Natural language region descriptions:
__________________________________________________

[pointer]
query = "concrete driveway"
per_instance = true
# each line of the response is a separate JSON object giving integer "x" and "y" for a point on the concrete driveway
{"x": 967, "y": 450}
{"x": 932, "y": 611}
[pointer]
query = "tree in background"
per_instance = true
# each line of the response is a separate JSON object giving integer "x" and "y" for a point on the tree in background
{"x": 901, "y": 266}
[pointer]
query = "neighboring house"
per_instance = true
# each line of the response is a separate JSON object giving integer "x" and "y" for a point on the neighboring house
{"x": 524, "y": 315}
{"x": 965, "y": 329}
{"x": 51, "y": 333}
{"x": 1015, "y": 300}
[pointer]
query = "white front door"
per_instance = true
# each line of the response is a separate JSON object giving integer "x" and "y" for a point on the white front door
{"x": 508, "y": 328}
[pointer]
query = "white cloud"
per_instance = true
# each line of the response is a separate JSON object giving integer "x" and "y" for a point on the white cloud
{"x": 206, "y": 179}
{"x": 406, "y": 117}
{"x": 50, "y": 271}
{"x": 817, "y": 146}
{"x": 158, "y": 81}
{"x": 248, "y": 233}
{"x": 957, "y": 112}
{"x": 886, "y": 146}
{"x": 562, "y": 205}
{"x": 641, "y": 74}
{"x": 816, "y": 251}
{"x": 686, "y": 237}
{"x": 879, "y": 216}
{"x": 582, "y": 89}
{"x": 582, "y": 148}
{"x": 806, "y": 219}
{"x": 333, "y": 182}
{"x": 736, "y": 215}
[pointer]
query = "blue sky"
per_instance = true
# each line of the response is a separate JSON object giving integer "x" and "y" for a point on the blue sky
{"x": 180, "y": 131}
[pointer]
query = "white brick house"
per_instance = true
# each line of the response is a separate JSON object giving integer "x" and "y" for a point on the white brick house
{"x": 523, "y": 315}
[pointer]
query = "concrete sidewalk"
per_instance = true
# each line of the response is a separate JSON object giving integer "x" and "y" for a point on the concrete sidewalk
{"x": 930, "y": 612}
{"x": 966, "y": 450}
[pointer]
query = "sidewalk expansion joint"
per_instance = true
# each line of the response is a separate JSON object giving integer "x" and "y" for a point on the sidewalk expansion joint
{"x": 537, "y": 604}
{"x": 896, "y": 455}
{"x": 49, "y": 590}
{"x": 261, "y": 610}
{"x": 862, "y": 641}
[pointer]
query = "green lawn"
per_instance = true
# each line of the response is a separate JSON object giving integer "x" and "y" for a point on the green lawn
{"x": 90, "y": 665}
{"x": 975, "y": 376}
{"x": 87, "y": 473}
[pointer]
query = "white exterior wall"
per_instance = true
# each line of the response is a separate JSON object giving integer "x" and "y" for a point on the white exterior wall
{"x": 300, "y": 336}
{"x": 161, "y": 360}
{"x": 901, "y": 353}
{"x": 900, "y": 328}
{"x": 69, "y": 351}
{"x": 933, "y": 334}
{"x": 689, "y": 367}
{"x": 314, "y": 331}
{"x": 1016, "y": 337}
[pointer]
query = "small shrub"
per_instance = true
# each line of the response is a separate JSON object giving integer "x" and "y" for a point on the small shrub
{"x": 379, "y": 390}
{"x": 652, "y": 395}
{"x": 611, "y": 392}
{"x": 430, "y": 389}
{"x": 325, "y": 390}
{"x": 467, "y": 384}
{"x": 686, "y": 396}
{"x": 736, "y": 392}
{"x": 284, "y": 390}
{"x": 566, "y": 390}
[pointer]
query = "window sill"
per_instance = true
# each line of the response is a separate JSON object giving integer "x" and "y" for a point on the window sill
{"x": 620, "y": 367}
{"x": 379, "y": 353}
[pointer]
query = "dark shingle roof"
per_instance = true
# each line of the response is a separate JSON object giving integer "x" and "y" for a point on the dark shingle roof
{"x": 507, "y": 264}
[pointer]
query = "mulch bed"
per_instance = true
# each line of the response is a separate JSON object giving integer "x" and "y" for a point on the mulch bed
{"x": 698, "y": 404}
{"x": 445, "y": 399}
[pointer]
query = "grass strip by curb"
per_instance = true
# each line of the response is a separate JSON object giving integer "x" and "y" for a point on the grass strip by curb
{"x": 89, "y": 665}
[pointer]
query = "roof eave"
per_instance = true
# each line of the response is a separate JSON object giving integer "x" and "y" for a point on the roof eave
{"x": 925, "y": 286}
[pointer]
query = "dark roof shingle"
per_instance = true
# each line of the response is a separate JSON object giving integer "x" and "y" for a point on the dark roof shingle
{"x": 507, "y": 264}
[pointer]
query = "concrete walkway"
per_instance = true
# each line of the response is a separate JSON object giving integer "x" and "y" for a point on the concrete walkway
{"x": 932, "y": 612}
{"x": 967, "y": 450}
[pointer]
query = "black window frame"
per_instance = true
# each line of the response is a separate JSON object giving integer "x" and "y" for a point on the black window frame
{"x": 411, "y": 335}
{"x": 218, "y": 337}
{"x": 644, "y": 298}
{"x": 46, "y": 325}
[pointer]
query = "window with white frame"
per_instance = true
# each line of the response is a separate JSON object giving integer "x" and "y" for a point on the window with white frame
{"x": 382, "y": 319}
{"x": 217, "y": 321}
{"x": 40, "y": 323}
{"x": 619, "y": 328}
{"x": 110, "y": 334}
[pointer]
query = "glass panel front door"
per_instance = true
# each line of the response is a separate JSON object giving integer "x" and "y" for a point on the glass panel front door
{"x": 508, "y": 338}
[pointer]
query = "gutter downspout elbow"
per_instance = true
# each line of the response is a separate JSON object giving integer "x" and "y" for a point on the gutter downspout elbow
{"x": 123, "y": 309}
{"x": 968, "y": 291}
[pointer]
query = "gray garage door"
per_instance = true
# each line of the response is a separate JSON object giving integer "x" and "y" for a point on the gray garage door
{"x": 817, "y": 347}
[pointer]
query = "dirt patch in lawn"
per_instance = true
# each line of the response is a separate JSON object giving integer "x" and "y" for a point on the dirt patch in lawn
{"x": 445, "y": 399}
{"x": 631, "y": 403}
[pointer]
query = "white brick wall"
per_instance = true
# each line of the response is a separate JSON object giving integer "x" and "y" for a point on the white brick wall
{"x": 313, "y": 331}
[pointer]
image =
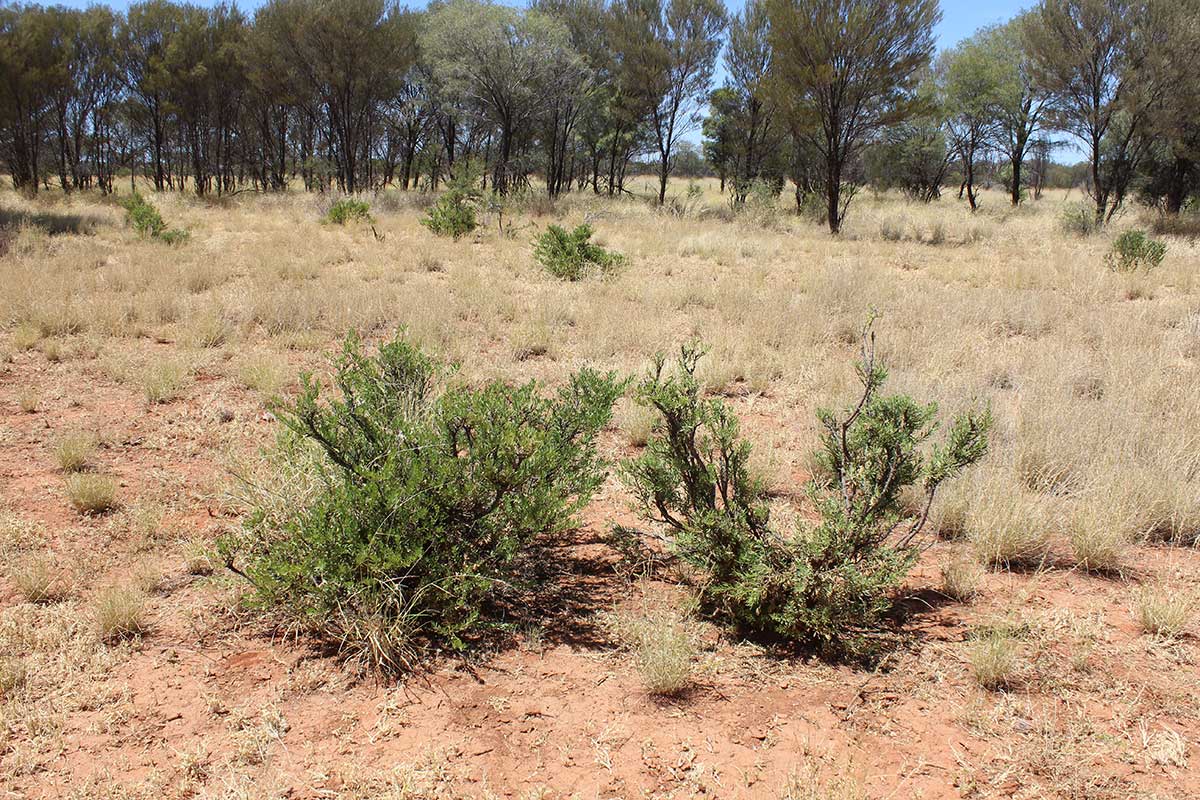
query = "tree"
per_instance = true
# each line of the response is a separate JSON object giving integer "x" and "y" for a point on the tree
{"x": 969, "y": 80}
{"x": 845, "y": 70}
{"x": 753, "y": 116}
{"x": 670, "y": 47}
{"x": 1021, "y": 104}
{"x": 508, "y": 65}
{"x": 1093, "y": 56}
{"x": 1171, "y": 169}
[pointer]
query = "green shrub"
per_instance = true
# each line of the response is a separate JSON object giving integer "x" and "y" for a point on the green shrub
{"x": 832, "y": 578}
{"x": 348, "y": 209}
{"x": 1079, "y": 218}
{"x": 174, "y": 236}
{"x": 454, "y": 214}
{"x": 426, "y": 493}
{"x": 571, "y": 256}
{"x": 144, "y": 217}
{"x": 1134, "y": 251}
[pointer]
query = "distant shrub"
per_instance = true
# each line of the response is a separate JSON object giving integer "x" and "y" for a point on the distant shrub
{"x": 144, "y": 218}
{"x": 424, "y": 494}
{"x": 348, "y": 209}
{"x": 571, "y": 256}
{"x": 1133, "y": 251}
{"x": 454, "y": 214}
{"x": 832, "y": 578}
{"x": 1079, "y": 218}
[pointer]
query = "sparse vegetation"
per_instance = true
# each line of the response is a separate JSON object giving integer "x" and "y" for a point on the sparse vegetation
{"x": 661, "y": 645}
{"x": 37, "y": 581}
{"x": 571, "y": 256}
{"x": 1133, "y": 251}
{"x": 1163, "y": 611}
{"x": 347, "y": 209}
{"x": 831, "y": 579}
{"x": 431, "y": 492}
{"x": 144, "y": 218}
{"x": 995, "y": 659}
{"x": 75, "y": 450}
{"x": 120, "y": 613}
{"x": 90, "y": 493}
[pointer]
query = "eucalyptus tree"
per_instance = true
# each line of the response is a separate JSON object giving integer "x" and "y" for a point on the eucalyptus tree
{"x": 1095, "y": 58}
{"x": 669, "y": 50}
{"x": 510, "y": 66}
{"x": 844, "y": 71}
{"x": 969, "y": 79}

__________________________________________________

> PROBLEM DESCRIPTION: In the records above, find the line containing "the distant shrub"; please retype it and every line after it through the last line, exactly and with nothing else.

> WRITTEN ANSWER:
# each line of the response is a separate JSON object giving integer "x" and "y" for a point on the distant shrub
{"x": 144, "y": 218}
{"x": 424, "y": 494}
{"x": 348, "y": 209}
{"x": 571, "y": 256}
{"x": 1133, "y": 251}
{"x": 454, "y": 214}
{"x": 832, "y": 578}
{"x": 1079, "y": 218}
[pointer]
query = "sparse vegetation"
per_instance = true
# each line of the response is a separate JSON object giving integer "x" and "y" for a point on the sparse vegetation
{"x": 661, "y": 645}
{"x": 37, "y": 581}
{"x": 571, "y": 256}
{"x": 1133, "y": 251}
{"x": 1163, "y": 611}
{"x": 347, "y": 209}
{"x": 831, "y": 579}
{"x": 431, "y": 492}
{"x": 144, "y": 218}
{"x": 995, "y": 659}
{"x": 75, "y": 450}
{"x": 120, "y": 613}
{"x": 90, "y": 493}
[pointer]
query = "eucalyptus tree"
per_instance = true
# each line of the response is a separate JSON object giving integer "x" and "y" for a point on the eucalyptus tree
{"x": 1095, "y": 58}
{"x": 669, "y": 50}
{"x": 510, "y": 66}
{"x": 844, "y": 71}
{"x": 969, "y": 79}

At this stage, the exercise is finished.